— PAGE EXCERPT —
⁂

Foreigners

Search and Destroy

One Stryker battalion lost more men in Afghanistan than any other. Who was the gung-ho colonel in charge?

Col. Harry D. Tunnell IV.
Col. Harry D. Tunnell IV, commander of 5th Brigade, 2nd Infantry Division.

Photograph courtesy U.S. Army.

Following is an excerpt from Little America: The War Within the War for Afghanistan, by Rajiv Candrasekaran, out this week from Knopf.

As top Army commanders cast about for spare troops to go to Kandahar in 2009, they settled upon a brigade that had never deployed to a war zone and had spent the previous year preparing for a tour in Iraq. The unit’s commander, Col. Harry Tunnell, got the message about his new mission while he and his troops were conducting their last major exercise before shipping off to Iraq.

Tunnell had been gravely wounded in Iraq, where he led a battalion of paratroopers with the 173rd Airborne Brigade. In October 2003, his convoy was ambushed by insurgents near the city of Kirkuk. He was shot through the leg when he stepped out of his Humvee. Although he eventually regained the ability to walk, running long distances was out of the question. That would have been a career ender for most officers, but the Army didn’t want to lose Tunnell. He was among the very few African-American infantry battalion commanders, and his aggressiveness on the battlefield had led senior officers to predict that he would eventually become a general. He was allowed to substitute the running portion of his annual physical fitness test with a bicycle ride.

In 2007, he was given command of a newly formed unit—the 5th Brigade of the 2nd Infantry Division. The 3,800-strong contingent was equipped with what was then the Army’s newest combat vehicle, the Stryker, an eight-wheeled armored transport that can carry 11 soldiers and travel up to 60 miles per hour. Strykers offered much better protection to the occupants and contained far more sophisticated computer systems than the Humvees the Army had used during the first five years of the Iraq War. But they had one massive design flaw: Their hulls, which were flat, could not deflect the force of bombs buried in the road. As Tunnell was forming his brigade, the Army replaced Humvees in other units heading to Iraq and Afghanistan with MRAPs, heavy trucks that had V-shaped hulls that could diffuse roadside bomb explosions. But Tunnell’s brigade got only a few. The Army had invested billions of dollars in designing and building the Stryker, and the Pentagon brass wanted to see it in action.

With little time to instill cohesion in a team of soldiers who had never worked together, Tunnell had drilled them repeatedly and aggressively. But he also encouraged his officers to seek guidance outside the military bubble. A young captain spent a few months studying small-business economics at the University of Washington. Another officer took a weeklong executive program on negotiation at Harvard. Tunnell himself went to an MIT seminar on innovation.

⁂

[Entries for bounding box labeling]
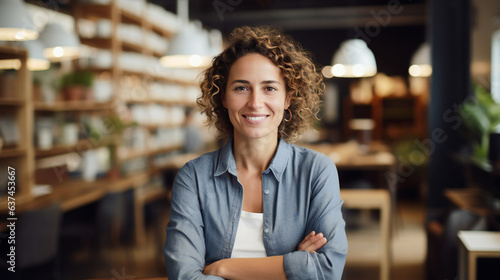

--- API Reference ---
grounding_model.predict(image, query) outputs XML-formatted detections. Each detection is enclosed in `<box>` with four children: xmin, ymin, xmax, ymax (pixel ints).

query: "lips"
<box><xmin>243</xmin><ymin>114</ymin><xmax>269</xmax><ymax>122</ymax></box>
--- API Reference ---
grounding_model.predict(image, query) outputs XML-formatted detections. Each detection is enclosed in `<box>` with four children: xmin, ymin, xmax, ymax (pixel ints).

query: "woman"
<box><xmin>164</xmin><ymin>27</ymin><xmax>347</xmax><ymax>280</ymax></box>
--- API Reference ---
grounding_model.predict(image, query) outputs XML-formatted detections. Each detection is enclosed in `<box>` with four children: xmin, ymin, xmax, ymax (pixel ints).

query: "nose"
<box><xmin>247</xmin><ymin>90</ymin><xmax>263</xmax><ymax>108</ymax></box>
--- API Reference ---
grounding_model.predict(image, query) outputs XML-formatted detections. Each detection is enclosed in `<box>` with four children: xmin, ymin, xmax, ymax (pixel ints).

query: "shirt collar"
<box><xmin>215</xmin><ymin>138</ymin><xmax>290</xmax><ymax>181</ymax></box>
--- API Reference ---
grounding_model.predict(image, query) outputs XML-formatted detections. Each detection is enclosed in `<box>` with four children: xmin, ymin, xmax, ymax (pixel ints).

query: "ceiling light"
<box><xmin>160</xmin><ymin>0</ymin><xmax>212</xmax><ymax>68</ymax></box>
<box><xmin>0</xmin><ymin>0</ymin><xmax>38</xmax><ymax>41</ymax></box>
<box><xmin>20</xmin><ymin>40</ymin><xmax>50</xmax><ymax>71</ymax></box>
<box><xmin>332</xmin><ymin>39</ymin><xmax>377</xmax><ymax>78</ymax></box>
<box><xmin>40</xmin><ymin>23</ymin><xmax>80</xmax><ymax>61</ymax></box>
<box><xmin>408</xmin><ymin>43</ymin><xmax>432</xmax><ymax>77</ymax></box>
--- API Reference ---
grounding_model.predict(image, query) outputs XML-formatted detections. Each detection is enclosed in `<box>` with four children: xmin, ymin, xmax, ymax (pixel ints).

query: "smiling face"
<box><xmin>222</xmin><ymin>53</ymin><xmax>290</xmax><ymax>141</ymax></box>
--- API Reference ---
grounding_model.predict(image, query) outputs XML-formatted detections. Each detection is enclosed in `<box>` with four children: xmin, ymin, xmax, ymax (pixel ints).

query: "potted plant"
<box><xmin>459</xmin><ymin>85</ymin><xmax>500</xmax><ymax>197</ymax></box>
<box><xmin>459</xmin><ymin>85</ymin><xmax>500</xmax><ymax>171</ymax></box>
<box><xmin>60</xmin><ymin>70</ymin><xmax>94</xmax><ymax>101</ymax></box>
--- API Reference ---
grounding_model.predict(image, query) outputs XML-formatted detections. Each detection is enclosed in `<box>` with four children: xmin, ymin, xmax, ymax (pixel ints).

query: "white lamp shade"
<box><xmin>21</xmin><ymin>40</ymin><xmax>50</xmax><ymax>71</ymax></box>
<box><xmin>408</xmin><ymin>43</ymin><xmax>432</xmax><ymax>77</ymax></box>
<box><xmin>40</xmin><ymin>23</ymin><xmax>80</xmax><ymax>61</ymax></box>
<box><xmin>331</xmin><ymin>39</ymin><xmax>377</xmax><ymax>78</ymax></box>
<box><xmin>491</xmin><ymin>29</ymin><xmax>500</xmax><ymax>103</ymax></box>
<box><xmin>160</xmin><ymin>24</ymin><xmax>211</xmax><ymax>68</ymax></box>
<box><xmin>0</xmin><ymin>0</ymin><xmax>38</xmax><ymax>41</ymax></box>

⁂

— WHAT IS ASKED —
For each statement below, state yes or no according to the excerpt about Col. Harry Tunnell, and quote the words of the excerpt that decide it.
1. Tunnell's convoy was ambushed near Kirkuk in October 2003.
2. The Stryker can travel up to 80 miles per hour.
3. Tunnell's brigade received a large number of MRAPs.

— SOLUTION FOR THIS EXERCISE —
1. Yes: "In October 2003, his convoy was ambushed by insurgents near the city of Kirkuk."
2. No: "can carry 11 soldiers and travel up to 60 miles per hour"
3. No: "But Tunnell’s brigade got only a few."